• What the task requires
Scale the entries below from the line with "the blue station" up to and including the line with "the locomotive undercarriage". Write out every line in that range in full, but multiply each x and y coordinate in the answers by 0.2 and round it to a whole number, with halves rounded up.
— begin Data for this task —
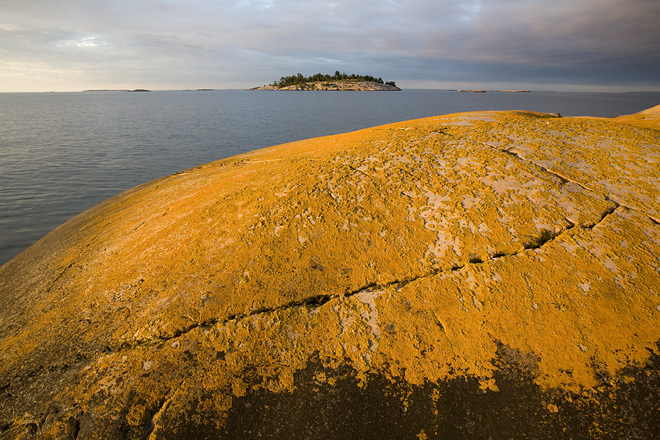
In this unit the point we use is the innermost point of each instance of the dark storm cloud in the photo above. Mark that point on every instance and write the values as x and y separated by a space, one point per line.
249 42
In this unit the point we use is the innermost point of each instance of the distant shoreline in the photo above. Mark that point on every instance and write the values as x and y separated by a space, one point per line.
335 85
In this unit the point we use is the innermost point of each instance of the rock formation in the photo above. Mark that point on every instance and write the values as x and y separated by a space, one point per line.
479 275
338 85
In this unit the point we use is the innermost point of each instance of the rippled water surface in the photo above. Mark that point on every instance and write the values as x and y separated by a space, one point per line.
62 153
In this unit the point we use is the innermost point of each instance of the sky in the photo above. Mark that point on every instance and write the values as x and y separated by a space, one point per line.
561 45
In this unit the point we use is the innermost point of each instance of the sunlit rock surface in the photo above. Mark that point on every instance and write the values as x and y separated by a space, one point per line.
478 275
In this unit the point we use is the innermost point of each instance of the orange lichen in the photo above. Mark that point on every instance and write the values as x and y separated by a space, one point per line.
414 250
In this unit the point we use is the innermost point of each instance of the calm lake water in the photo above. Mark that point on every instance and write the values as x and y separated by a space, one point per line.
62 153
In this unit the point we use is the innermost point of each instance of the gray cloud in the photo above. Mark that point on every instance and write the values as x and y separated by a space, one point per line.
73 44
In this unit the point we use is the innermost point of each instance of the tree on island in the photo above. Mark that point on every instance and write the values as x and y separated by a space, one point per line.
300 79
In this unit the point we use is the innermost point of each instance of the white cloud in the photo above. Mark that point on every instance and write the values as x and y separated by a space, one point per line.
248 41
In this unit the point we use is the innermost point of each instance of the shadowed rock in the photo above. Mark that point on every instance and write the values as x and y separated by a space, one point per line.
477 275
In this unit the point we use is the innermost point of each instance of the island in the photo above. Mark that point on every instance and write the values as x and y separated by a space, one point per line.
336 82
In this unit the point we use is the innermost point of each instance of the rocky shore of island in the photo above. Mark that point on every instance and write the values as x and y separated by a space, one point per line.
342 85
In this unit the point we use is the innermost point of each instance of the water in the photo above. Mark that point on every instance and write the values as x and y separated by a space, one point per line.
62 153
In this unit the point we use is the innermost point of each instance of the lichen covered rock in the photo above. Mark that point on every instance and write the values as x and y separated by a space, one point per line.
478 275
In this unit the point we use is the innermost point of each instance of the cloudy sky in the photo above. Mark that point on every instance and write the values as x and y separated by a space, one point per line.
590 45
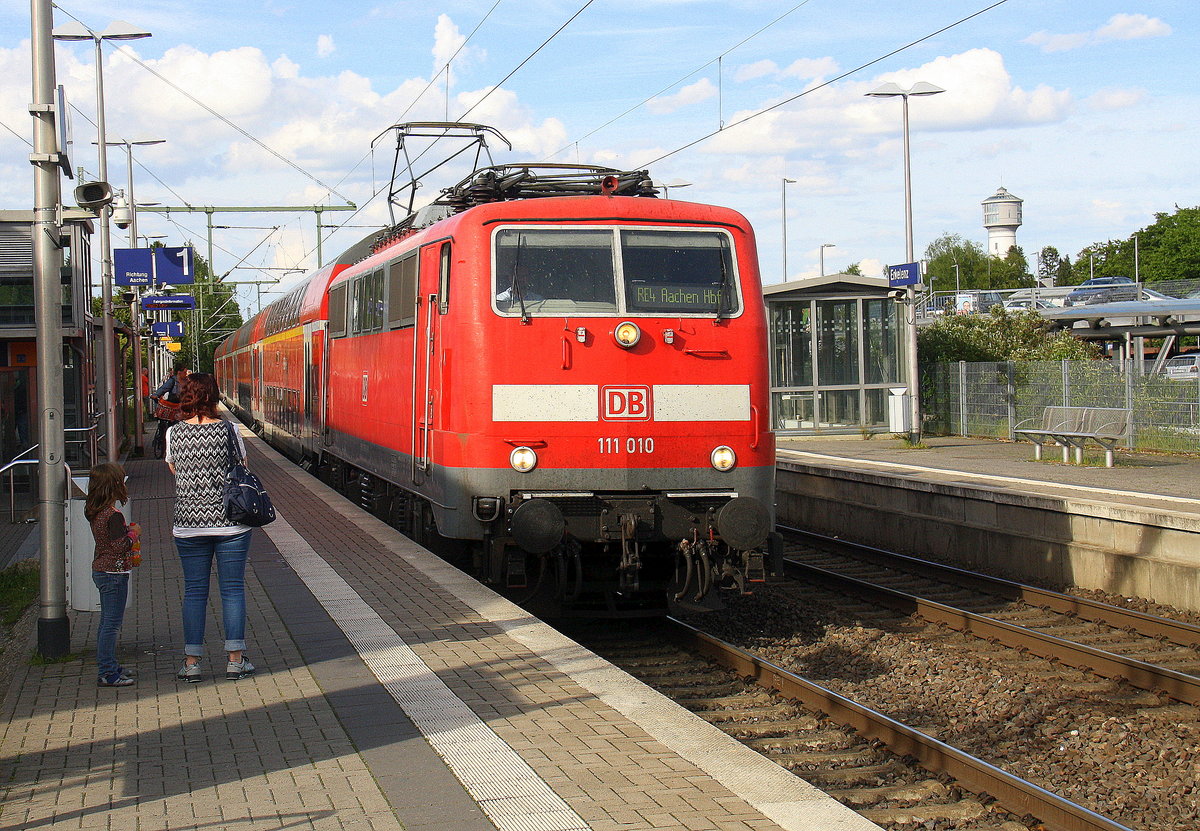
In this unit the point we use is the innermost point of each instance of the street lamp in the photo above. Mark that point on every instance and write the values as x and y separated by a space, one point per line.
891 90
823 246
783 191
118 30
— end Data for this task —
— begin Data for this task —
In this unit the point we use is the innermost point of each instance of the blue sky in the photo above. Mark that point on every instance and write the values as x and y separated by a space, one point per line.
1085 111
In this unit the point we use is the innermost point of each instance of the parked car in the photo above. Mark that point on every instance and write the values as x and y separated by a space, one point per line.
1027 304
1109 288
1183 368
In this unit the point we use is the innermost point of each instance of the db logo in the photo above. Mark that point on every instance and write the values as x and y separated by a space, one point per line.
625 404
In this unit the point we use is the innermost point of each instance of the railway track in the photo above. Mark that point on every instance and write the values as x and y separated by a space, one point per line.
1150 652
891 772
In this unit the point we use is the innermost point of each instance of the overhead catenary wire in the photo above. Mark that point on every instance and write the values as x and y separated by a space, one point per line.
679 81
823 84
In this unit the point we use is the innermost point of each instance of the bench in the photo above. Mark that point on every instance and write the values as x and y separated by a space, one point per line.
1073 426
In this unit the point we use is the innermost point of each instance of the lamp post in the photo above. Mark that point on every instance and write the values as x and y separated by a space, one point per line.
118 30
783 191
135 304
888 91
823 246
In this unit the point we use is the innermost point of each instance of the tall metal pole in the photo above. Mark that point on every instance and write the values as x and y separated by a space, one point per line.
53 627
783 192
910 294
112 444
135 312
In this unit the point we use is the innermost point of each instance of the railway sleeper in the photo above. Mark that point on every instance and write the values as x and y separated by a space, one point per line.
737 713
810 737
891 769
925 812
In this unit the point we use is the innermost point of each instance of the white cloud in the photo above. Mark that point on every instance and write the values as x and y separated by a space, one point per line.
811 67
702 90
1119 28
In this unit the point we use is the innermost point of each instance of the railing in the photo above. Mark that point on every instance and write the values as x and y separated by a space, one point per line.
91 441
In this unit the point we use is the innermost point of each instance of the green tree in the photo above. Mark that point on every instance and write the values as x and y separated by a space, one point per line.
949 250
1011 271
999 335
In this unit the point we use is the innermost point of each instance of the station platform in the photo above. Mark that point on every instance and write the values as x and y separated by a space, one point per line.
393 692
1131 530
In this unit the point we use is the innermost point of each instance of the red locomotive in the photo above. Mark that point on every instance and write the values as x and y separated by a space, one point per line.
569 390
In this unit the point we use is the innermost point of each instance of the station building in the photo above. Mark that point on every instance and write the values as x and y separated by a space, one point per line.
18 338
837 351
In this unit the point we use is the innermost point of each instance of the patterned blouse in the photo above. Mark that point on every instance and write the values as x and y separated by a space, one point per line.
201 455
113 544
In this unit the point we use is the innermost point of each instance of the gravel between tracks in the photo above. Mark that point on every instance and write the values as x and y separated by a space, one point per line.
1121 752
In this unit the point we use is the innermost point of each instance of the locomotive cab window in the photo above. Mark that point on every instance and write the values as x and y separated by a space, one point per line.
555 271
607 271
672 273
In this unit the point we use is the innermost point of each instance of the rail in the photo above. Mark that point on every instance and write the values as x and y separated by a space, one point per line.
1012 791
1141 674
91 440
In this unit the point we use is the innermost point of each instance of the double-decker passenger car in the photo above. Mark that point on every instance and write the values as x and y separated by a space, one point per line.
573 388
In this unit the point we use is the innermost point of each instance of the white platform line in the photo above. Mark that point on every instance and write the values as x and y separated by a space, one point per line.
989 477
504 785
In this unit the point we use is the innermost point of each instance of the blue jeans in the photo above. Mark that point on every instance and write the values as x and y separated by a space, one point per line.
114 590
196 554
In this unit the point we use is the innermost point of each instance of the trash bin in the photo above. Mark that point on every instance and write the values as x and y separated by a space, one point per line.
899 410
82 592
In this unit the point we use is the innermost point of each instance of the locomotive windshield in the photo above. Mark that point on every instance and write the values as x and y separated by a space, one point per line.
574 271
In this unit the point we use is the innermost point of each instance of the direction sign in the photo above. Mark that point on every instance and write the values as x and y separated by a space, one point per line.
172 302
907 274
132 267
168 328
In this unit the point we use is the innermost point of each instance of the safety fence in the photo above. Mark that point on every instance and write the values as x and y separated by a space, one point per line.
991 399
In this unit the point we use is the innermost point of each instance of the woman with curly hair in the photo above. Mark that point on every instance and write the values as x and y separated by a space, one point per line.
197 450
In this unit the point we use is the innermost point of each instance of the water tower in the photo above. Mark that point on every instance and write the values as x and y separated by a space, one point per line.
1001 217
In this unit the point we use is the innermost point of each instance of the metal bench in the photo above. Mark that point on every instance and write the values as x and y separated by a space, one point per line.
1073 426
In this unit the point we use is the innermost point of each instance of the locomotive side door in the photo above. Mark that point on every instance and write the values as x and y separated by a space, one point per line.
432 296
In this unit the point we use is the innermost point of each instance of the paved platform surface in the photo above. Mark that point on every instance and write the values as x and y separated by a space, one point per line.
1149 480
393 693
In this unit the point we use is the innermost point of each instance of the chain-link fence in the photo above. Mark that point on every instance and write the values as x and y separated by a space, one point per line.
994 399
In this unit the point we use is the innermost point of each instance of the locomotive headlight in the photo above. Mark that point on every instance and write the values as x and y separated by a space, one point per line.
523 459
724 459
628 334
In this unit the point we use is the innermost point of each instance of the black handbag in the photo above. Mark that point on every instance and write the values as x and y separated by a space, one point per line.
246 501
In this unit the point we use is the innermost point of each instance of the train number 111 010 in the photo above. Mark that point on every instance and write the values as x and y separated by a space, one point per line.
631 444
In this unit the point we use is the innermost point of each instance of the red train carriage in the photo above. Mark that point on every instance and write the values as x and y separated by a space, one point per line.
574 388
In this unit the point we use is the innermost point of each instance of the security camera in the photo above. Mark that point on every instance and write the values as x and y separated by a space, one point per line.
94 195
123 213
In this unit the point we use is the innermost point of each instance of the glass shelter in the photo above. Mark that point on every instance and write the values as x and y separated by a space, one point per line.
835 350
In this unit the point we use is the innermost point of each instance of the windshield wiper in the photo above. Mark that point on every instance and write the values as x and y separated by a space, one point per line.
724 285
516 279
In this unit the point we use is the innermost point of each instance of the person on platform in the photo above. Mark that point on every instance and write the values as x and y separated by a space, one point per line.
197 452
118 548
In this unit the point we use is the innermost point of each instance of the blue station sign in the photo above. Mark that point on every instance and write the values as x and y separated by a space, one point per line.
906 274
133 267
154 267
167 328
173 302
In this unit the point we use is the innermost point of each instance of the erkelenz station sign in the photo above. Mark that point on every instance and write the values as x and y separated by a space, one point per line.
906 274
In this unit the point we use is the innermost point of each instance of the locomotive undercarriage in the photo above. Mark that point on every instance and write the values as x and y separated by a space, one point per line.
— end Data for this task —
• Response
In this unit the point we use is the innermost point of each instance of the blue station sign in the photo above. Mark that point on every instance and write the values as x and y separated by a space, one point per line.
181 55
27 53
31 53
33 66
35 60
In this unit the point we use is the innermost point of each instance of the erkelenz station sign in the photo above. Mark that point on every instance and write the values as x and y separated by a space, one point per line.
181 55
In this unit the point we use is the innermost point of each instance of the locomotive undercarriage in the photo above. Mark that point on every instance and write the values as x and y separated by a space, one point per line.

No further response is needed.